## Entries provided
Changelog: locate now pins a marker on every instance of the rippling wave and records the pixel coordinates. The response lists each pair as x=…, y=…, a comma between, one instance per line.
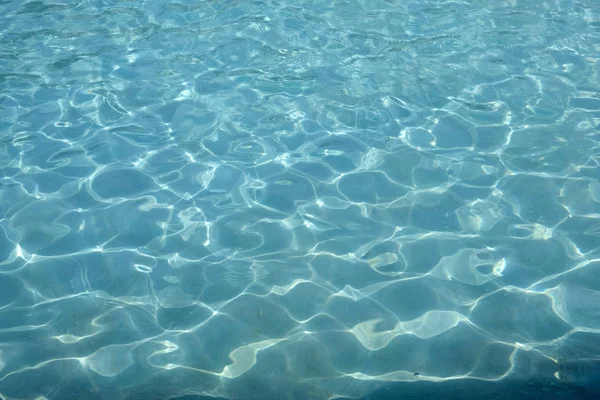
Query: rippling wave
x=299, y=200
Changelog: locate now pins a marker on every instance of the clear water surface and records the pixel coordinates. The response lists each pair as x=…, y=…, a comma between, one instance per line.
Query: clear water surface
x=317, y=199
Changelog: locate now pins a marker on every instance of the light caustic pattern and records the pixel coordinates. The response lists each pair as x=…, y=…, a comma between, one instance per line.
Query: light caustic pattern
x=301, y=200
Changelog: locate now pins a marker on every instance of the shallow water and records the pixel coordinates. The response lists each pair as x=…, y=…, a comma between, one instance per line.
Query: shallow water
x=299, y=199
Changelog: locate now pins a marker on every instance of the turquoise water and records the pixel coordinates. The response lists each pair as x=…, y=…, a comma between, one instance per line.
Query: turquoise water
x=299, y=199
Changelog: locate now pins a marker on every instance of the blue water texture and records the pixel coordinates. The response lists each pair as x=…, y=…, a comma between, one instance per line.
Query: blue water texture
x=310, y=199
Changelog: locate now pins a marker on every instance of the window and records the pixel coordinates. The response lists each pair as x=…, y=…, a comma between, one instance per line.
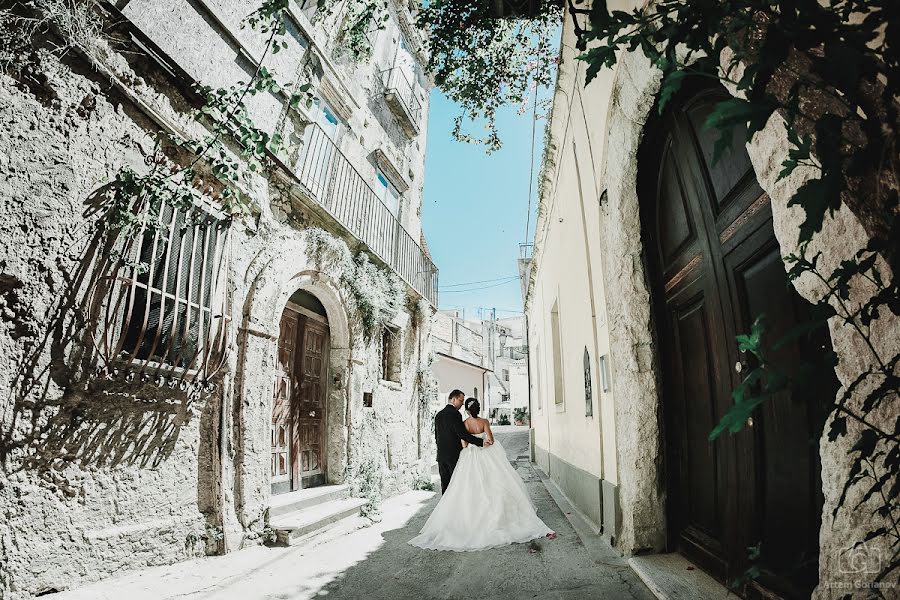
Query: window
x=166, y=306
x=388, y=194
x=390, y=355
x=558, y=387
x=605, y=383
x=588, y=399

## What the exercise asks
What are the lines from the one containing "Query: blue water texture" through the end of the records? Write them out exactly, leaving out the pictures.

## Exercise result
Query: blue water texture
x=310, y=199
Changelog: locate now pins a marker on every instance of the window and records the pixel coordinates. The response lists each pair as x=…, y=…, a comma between, one instance per line.
Query: window
x=166, y=306
x=388, y=194
x=390, y=355
x=558, y=387
x=605, y=383
x=588, y=399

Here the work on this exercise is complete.